(GIVEN REQUEST A) In the rows, copy out everything starting with the line that contains "point: the windmill hub, center" and continuing through the end of the rows, with both of those lines included.

As a round table, Glyph symbolizes communication and camaraderie. Crafted using the intricate raku glaze technique from 16th-century Japan, each ceramic piece carries unique patterns and colors forged during an intense firing process and controlled exposure to oxygen.

Composed of 29 distinct ceramic elements mounted on a custom metal structure, the table spans two meters in diameter. Hand-carved, fired, and meticulously assembled, it also testifies to Kirar’s year-long dedication.

Adrian Sassoon: Gold leaf inlaid glass by Chiemi Watanabe


Adrian Sassoon unveils Chiemi Watanabe‘s gold leaf inlaid glass marvels. The sculptures enthrall with their delicate gold inlay technique, blending lacquer craftsmanship and techniques on transparent glass.

Each piece embodies a stunning fusion of creeping vines, revealing ethereal dragonflies in flight. Watanabe’s mastery, however, lies in playing with planes and solids, skillfully navigating her art to evoke a multidimensional aesthetic. The interaction between drawn motifs and the thickness of the glass creates a shift from lines to three-dimensional depth.

Sevan Bicakci: Inverse-carved-gemstone jewelry


Sevan Bicakci, the mastermind behind Istanbul’s renowned “slow luxury” carved gemstone jewelry, captivates with his meticulous craftsmanship. What truly astonishes, however, is his use of the inverse intaglio technique—a painstaking process involving delicate carving into the underside of translucent gemstones (i.e. aquamarines, citrines, and emeralds) using fine dental tools.

The complexity of gemstone carving is heightened when done from this angle, as this detailed process often risks gemstone breakage or inconsistent execution. Each showcased piece, guided by Sevan Bicakci’s creative director Emre Dilaver, not only demonstrates exceptional carving techniques but also weaves captivating myths and ancient tales into modern designs.

(RECORDS FOR THE TASK)
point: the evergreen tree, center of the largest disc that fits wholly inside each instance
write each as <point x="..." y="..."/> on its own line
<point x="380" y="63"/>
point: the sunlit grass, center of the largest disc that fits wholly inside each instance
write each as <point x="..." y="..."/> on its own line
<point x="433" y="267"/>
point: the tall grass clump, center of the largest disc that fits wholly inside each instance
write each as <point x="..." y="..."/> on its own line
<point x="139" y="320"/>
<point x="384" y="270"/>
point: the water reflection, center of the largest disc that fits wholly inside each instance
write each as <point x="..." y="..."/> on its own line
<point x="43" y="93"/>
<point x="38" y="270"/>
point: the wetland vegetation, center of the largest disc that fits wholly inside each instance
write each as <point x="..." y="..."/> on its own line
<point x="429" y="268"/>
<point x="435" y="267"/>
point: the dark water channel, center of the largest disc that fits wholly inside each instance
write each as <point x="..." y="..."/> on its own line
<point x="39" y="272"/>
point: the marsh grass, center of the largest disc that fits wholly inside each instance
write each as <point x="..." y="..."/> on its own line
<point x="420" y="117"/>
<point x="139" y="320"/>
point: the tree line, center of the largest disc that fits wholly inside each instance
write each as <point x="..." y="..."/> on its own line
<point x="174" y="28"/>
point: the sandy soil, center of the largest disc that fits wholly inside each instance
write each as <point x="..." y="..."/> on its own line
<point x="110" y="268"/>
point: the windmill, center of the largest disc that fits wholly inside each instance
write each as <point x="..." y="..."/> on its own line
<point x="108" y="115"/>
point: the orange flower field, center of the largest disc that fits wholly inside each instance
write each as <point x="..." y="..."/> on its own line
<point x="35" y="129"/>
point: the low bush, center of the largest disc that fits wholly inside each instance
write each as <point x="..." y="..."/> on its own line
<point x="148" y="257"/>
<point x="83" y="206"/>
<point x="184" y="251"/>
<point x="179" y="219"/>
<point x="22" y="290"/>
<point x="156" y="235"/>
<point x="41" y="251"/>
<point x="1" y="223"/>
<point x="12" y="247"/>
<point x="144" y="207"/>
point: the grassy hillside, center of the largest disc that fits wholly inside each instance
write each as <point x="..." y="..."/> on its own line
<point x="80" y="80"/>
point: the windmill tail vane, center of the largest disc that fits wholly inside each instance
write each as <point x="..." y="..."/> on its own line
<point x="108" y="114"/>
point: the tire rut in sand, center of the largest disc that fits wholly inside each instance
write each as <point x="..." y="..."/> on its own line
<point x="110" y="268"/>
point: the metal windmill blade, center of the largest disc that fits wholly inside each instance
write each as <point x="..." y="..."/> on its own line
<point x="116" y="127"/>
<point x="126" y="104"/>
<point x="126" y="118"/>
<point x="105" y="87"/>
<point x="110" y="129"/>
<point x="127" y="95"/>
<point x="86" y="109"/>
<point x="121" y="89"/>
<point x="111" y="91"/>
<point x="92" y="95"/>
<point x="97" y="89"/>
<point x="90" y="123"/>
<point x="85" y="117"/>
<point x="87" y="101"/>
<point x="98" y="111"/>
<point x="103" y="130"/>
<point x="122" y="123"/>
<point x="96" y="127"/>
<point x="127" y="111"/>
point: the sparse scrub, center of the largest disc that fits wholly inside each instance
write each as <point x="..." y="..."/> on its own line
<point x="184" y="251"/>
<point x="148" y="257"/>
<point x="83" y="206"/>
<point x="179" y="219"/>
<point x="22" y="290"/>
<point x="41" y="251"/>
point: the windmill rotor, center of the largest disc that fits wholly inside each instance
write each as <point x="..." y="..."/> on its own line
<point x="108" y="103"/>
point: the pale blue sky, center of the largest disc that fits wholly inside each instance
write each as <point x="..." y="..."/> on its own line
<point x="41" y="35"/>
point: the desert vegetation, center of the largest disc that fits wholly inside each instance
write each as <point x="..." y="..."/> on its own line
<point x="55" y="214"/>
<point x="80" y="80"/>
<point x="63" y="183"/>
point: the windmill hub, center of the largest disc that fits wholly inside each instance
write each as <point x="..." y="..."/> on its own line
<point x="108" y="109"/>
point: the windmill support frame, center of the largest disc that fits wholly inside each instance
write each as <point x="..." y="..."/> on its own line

(GIVEN REQUEST B) Using the craft-pieces text, say whether each statement agrees with it, answering yes or no and quoting the deciding words: (i) Glyph is composed of 29 ceramic elements on a metal structure; (ii) Sevan Bicakci carves into the top surface of the gemstones; (iii) Chiemi Watanabe's glass pieces reveal dragonflies in flight.

(CORRECT OUTPUT A)
point: the windmill hub, center of the largest disc that fits wholly inside each instance
write each as <point x="..." y="..."/> on its own line
<point x="108" y="109"/>
point: the windmill support frame, center of the largest disc that fits wholly inside each instance
write each as <point x="..." y="..."/> on its own line

(CORRECT OUTPUT B)
(i) Yes: "Composed of 29 distinct ceramic elements mounted on a custom metal structure"
(ii) No: "delicate carving into the underside of translucent gemstones"
(iii) Yes: "revealing ethereal dragonflies in flight"